>> start Data for this exercise

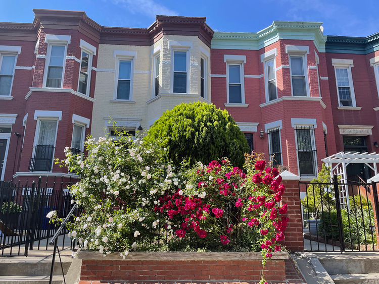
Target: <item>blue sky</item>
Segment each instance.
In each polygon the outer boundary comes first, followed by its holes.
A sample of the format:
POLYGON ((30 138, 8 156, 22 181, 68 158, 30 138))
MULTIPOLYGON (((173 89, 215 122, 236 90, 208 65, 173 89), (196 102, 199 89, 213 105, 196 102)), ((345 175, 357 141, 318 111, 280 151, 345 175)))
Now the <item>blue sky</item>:
POLYGON ((84 11, 103 26, 147 28, 156 15, 206 16, 215 31, 257 32, 274 20, 323 22, 324 34, 379 32, 378 0, 0 0, 0 22, 31 22, 33 8, 84 11))

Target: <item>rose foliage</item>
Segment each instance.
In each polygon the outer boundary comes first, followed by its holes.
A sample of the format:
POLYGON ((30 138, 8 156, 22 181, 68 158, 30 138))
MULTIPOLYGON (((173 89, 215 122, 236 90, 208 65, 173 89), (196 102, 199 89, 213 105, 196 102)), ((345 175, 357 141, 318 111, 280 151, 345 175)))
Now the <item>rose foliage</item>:
POLYGON ((129 251, 280 251, 288 222, 275 168, 247 156, 245 171, 225 159, 176 168, 164 149, 118 133, 67 148, 63 161, 80 181, 71 188, 84 213, 69 224, 81 249, 105 256, 129 251))

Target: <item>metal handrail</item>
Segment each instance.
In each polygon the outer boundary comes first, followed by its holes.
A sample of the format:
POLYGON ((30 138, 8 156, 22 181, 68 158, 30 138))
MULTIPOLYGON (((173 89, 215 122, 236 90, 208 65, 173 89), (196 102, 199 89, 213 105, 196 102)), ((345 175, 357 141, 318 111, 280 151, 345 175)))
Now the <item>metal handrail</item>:
POLYGON ((62 268, 62 275, 63 276, 63 281, 65 282, 65 284, 66 284, 66 279, 65 278, 65 273, 63 271, 63 265, 62 263, 62 259, 61 258, 61 254, 59 253, 59 248, 58 248, 58 237, 59 236, 59 234, 60 234, 61 232, 62 232, 62 230, 63 230, 63 229, 66 226, 66 224, 68 221, 69 219, 70 219, 70 217, 71 216, 71 215, 73 213, 74 213, 74 211, 75 211, 75 209, 76 209, 76 203, 74 204, 74 206, 72 206, 72 208, 71 208, 71 210, 70 210, 70 212, 67 214, 67 216, 66 216, 66 218, 65 218, 65 219, 63 220, 63 221, 62 222, 62 224, 61 224, 61 225, 60 226, 58 230, 57 230, 57 232, 55 232, 55 234, 54 234, 54 236, 53 236, 53 238, 50 240, 50 242, 49 242, 49 244, 51 246, 53 246, 54 245, 54 251, 53 253, 53 260, 52 261, 52 268, 50 270, 50 278, 49 281, 49 284, 52 284, 53 281, 53 272, 54 270, 54 263, 55 262, 55 255, 56 253, 55 251, 56 250, 58 250, 58 255, 59 256, 59 260, 61 262, 61 268, 62 268))

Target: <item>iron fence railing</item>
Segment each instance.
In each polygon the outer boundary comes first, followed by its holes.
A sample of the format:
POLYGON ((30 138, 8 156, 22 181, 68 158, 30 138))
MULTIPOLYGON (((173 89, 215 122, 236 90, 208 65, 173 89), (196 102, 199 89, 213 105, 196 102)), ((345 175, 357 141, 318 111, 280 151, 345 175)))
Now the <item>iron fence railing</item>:
MULTIPOLYGON (((77 179, 40 177, 37 182, 0 186, 0 256, 25 255, 31 250, 50 250, 49 240, 58 228, 49 223, 48 213, 66 216, 73 204, 70 186, 77 179)), ((75 211, 80 214, 79 209, 75 211)), ((62 230, 57 239, 62 249, 72 249, 74 242, 62 230)))

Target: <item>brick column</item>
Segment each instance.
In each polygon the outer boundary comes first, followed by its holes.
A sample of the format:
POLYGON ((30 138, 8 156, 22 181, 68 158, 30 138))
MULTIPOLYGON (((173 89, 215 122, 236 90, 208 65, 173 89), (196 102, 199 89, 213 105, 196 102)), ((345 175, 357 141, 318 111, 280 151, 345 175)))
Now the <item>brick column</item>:
POLYGON ((289 250, 302 251, 304 250, 304 244, 300 195, 299 191, 300 178, 288 171, 282 173, 280 176, 282 178, 282 183, 286 186, 280 205, 287 204, 288 211, 286 216, 290 218, 287 229, 285 232, 286 239, 283 244, 289 250))

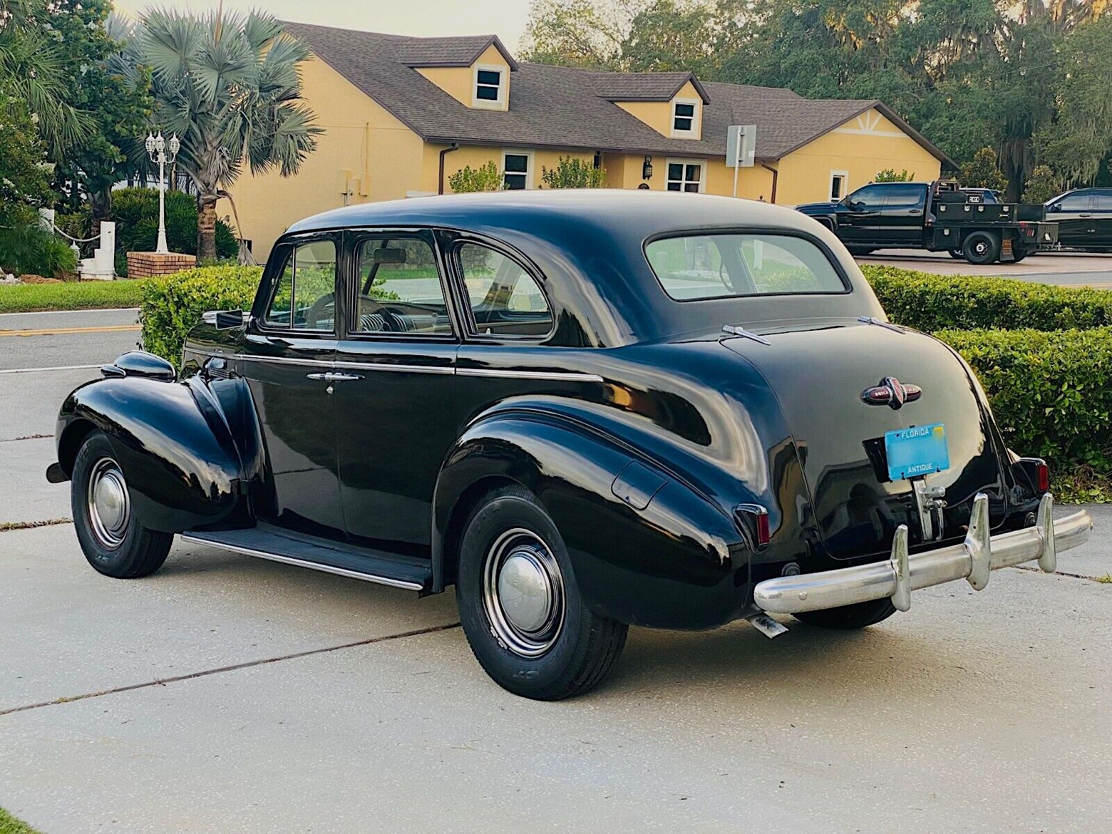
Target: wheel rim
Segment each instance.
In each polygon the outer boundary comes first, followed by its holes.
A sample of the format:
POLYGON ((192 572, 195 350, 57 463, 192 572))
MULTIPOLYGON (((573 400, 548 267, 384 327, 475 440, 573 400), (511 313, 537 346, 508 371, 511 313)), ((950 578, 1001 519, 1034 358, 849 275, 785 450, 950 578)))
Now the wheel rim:
POLYGON ((556 643, 564 627, 564 577, 537 534, 515 527, 490 546, 483 607, 494 636, 520 657, 539 657, 556 643))
POLYGON ((102 457, 93 465, 86 498, 92 535, 101 546, 115 550, 123 544, 131 516, 128 485, 119 464, 102 457))

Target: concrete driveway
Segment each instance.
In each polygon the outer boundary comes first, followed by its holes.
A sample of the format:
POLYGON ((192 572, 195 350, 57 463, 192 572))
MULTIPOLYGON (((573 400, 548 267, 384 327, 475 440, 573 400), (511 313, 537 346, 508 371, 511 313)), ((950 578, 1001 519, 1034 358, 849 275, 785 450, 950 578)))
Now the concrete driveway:
MULTIPOLYGON (((69 516, 50 438, 13 438, 82 373, 0 375, 7 520, 69 516)), ((1108 831, 1094 515, 1062 573, 920 592, 860 633, 634 628, 558 704, 485 676, 450 594, 182 543, 121 582, 71 524, 2 532, 0 806, 47 834, 1108 831)))

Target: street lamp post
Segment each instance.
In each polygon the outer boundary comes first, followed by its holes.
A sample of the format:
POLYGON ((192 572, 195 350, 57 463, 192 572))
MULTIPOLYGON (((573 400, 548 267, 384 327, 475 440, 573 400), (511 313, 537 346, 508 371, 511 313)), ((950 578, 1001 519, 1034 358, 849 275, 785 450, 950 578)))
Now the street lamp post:
POLYGON ((172 162, 180 149, 181 142, 178 141, 177 133, 170 137, 170 141, 162 138, 161 130, 158 136, 147 133, 147 156, 151 162, 158 162, 158 246, 155 251, 161 254, 170 251, 166 245, 166 163, 172 162), (170 151, 169 156, 166 155, 167 150, 170 151))

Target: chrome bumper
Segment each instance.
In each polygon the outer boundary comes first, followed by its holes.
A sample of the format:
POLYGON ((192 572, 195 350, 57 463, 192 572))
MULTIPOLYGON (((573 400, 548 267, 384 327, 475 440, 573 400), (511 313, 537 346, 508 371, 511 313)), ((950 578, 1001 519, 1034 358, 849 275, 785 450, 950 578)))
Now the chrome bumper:
POLYGON ((1055 522, 1052 507, 1053 499, 1044 495, 1034 527, 992 536, 989 497, 979 493, 973 499, 969 534, 960 545, 909 556, 907 526, 900 525, 887 562, 765 579, 754 588, 753 598, 771 614, 838 608, 884 597, 891 597, 900 610, 907 610, 913 590, 954 579, 967 579, 981 590, 989 584, 990 572, 1000 567, 1037 559, 1039 567, 1053 573, 1055 554, 1085 542, 1093 522, 1084 510, 1055 522))

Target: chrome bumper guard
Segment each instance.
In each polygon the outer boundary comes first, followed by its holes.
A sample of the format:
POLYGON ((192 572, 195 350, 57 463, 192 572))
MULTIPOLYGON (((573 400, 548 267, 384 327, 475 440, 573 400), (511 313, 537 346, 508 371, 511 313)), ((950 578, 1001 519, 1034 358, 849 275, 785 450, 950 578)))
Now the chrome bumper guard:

>> end Data for this exercise

Reproduce the lines above verbatim, starting at the line that contains "Target: chrome bumper guard" and continuing through the last line, with both ends included.

### Completed exercise
Target: chrome bumper guard
Segment each instance.
In each polygon the outer boundary comes first, followed by its holes.
A sample of the format:
POLYGON ((192 572, 195 350, 57 463, 192 572))
MULTIPOLYGON (((573 400, 548 267, 384 327, 475 440, 573 400), (511 313, 537 346, 508 371, 511 313)), ((950 578, 1001 519, 1034 358, 849 275, 785 450, 950 578)))
Now the chrome bumper guard:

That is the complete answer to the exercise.